▸ **Exercise brief**: Transcribe the passage of the Don Giovanni forum thread between "(okay, the singing" and "price of admission!)", inclusive.

** Begin Quoted passage **

# Listen to this recording of Don Giovanni



## StevenOBrien (Jun 27, 2011)

Listen listen listen listen listen oh my god listen: 




They actually articulate the five notes in the start of the overture instead of pretending that it's one long note! They play everything at the right tempo! They articulate everything properly! The strings aren't magically louder than everything else in the orchestra and Mozart's carefully balanced orchestration actually makes sense for the first ******* time in 200 years! (Seriously, you can barely hear them scratching away when playing staccatos in piano, it's great!) It's not drenched in reverb! The orchestra pounds away in your ears rather than sounding like it was recorded with a microphone three miles away! A singer accidentally stomping their foot feels like someone kicking you in the head! The serenade sounds lilting! The continuo glues the orchestra together. The act 2 finale actually sounds like someone being dragged to hell instead of a Sunday morning mass!

(okay, the singing is kind of weak throughout. Don Giovanni is blaring ff throughout La ci darem la mano for some reason, and the tenor can't stay in tune half the time. It's not all perfect, but the freshness of the orchestra is worth the price of admission!)


----------



## Pugg (Aug 8, 2014)

I don't have Spotify, sorry.


----------



## Biffo (Mar 7, 2016)

Mozart may have composed the work with a larger orchestra in mind but for the first performance in Prague he only had 3 first violins, 4 seconds and 2 each of violas, cellos and basses. He had the required number of winds etc and directed from the fortepiano. Silete Venti are presumably trying to recreate this sound. The bizarre phrasing etc must be their own idea, in any case it is appalling. The various links to SV are pretty useless for finding any more information.


----------



## Brahmsianhorn (Feb 17, 2017)

I'm guessing you probably would not be a fan of my favorite recording:


----------



## Pugg (Aug 8, 2014)

or mine; Losey's Don Giovanni (1979)-- Trailer


----------

** End Quoted passage **
** Begin Source excerpt **

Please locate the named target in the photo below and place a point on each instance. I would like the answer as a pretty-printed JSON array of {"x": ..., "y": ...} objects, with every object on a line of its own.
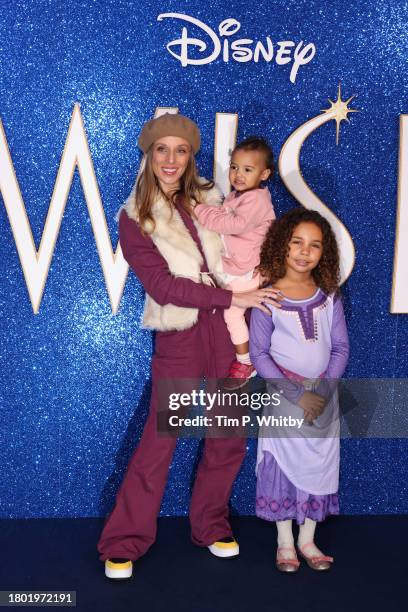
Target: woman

** End Source excerpt **

▸ **Result for this exercise**:
(okay, the singing is kind of weak throughout. Don Giovanni is blaring ff throughout La ci darem la mano for some reason, and the tenor can't stay in tune half the time. It's not all perfect, but the freshness of the orchestra is worth the price of admission!)